Lines of data
* * *

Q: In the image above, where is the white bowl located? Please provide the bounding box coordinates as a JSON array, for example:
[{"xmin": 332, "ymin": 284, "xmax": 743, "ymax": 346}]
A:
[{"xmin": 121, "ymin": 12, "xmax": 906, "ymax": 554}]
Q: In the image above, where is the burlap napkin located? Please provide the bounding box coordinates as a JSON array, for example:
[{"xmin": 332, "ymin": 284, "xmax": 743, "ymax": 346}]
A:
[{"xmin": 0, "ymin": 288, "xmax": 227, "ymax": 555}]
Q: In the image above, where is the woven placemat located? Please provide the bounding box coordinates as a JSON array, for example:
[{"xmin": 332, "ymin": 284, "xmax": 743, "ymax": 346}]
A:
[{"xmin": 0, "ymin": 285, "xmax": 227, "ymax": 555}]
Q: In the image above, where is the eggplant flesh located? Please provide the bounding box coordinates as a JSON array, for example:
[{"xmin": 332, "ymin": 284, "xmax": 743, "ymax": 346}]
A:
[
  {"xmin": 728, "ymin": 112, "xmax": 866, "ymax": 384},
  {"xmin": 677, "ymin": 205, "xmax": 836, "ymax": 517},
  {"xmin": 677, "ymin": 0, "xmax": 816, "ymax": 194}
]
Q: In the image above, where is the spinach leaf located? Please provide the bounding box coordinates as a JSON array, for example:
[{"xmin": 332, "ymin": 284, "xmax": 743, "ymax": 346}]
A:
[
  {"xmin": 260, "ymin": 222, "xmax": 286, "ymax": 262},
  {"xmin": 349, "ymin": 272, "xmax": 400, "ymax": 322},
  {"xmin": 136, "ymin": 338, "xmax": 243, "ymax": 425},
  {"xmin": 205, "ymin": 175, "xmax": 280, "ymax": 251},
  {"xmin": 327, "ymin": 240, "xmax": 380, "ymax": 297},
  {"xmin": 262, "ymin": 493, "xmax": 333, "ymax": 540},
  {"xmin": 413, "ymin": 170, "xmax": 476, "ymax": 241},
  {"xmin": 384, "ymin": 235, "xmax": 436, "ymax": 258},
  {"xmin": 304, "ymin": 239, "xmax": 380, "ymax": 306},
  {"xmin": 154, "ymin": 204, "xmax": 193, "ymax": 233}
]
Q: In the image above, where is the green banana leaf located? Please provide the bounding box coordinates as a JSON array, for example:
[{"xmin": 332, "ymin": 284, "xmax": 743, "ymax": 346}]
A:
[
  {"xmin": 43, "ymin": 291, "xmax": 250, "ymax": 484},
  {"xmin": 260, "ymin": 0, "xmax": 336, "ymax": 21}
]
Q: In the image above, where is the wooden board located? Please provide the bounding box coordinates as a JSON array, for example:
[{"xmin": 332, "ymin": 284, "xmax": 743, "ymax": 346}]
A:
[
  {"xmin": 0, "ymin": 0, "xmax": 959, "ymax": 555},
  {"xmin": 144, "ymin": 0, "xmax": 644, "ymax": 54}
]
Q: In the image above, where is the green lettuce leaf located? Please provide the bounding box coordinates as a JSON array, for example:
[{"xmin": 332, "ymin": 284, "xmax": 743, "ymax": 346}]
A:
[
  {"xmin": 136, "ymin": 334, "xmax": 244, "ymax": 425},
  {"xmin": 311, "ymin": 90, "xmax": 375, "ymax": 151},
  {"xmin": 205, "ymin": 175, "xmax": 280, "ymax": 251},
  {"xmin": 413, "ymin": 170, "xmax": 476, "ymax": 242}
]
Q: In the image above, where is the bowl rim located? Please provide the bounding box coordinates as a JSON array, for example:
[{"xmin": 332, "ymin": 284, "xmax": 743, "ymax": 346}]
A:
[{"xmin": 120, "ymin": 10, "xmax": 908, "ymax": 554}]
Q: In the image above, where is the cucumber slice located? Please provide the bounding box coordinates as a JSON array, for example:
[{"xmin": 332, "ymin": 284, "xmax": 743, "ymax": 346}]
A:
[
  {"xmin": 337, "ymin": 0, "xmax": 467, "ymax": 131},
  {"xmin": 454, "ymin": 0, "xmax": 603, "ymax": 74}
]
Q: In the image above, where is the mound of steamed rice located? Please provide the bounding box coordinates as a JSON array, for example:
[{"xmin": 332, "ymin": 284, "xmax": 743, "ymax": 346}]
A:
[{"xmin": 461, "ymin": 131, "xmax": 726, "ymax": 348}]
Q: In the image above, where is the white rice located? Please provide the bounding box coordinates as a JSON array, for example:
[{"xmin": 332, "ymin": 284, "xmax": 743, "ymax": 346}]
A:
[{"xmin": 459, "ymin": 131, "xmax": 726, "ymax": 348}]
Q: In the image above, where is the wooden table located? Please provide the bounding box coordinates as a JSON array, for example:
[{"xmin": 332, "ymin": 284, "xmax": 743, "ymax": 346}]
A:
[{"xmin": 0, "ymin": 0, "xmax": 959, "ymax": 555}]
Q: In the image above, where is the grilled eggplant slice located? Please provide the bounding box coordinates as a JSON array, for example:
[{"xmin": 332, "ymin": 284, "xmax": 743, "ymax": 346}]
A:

* * *

### What to produce
Copy out the listing word for word, from the line containing "Q: In the image above, where is the wooden table" through the end of the listing.

### Result below
Q: In the image above, where is the wooden table located? Please provide the bounding box coordinates as a JSON array, for example:
[{"xmin": 332, "ymin": 284, "xmax": 743, "ymax": 346}]
A:
[{"xmin": 0, "ymin": 0, "xmax": 959, "ymax": 555}]
Q: In the image above, where is the grilled eggplant slice located? Please provide the bounding box coordinates as a JSON array, for example:
[{"xmin": 332, "ymin": 284, "xmax": 743, "ymax": 346}]
A:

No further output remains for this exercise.